>> start Source text
Gefen High Definition Personal Video Recorder (HD PVR) Review

By Chris Boylan

High Def Hijinks

TiVo changed the way many people watch TV. Even if you never bought or even used a TiVo, its imitators and successors -- hard drive based personal video recorders (PVRs) -- have made their way into virtually every service provider including most cable companies and both flavors of satellite television (DISH Network and DirecTV). But there haven't been as many options for those of us who prefer our HDTV for free, namely via over the air broadcast. And while Gefen's High Definition Personal Video Recorder (HD-PVR) does not include a built-in tuner, it can be paired with an external ATSC tuner to afford TiVo-like functionality -- the ability to record and time shift high definition TV to whenever -- and potentially wherever -- you want to watch it.

Gefen's PVR (or DVR for "Digital Video Recorder") is unique in that it offers recording capability not only from component video, S-Video and composite inputs, but also from HDMI inputs. I've never seen another recording device that accepts an HDMI input. It even allows you to "back up" HDCP-protected program material (e.g., store-bought Blu-ray discs) but not without limitations.

gefen-hd-pvr-front.jpg
Gefen's HD Personal Video Recorder.

Although the device includes both an internal Hard Disc Drive (80 Gigabytes) and an SD card slot, copy-protected program material can only be recorded to the hard drive. It cannot be recorded to a removable SD card nor can a protected show on the hard drive be copied over to an SD card. So if you were hoping to copy over Blu-ray Disc movies to a portable media format, for playback on a portable media player, you will be disappointed.  But for non-protected material, such as broadcast and cable HDTV programming, the unit does allow you to record on either the internal hard drive or an SD card, and to copy these programs in either direction.

The Set-Up

With all these connection options, I thought set-up would be a breeze, but it wasn't quite as straightforward as I expected. I initially plugged in a source component (a Sony high definition tuner/DVR) to the Gefen DVR via HDMI and I got picture but no sound. After some investigation, I figured out that the Gefen does not support discrete multi-channel surround sound. When using the HDMI input, you must send the recorder a 2-channel (stereo) PCM signal, otherwise you'll get no audio. Similarly, when connecting a device via component video, there is no digital audio input option, only analog 2-channel (stereo). Of course this 2-channel track can be decoded with Dolby Pro Logic Surround to get some rear channel effects (if it is encoded that way in the source signal), but real discrete multi-channel audio is not supported on this device.
>> end Source text
> Task details
According to the PVR review, which types of video input can the Gefen recorder record from? List each one. Use only the PVR review to answer.
>> start Data shown
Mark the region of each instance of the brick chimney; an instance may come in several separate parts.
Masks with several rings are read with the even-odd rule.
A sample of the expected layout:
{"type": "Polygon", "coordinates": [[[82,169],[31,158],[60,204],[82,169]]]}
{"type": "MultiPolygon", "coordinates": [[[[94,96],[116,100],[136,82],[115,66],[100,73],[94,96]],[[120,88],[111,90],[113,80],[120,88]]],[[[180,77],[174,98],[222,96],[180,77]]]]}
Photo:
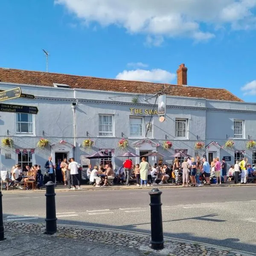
>> end Data shown
> Output
- Component video
- S-Video
- Composite
- HDMI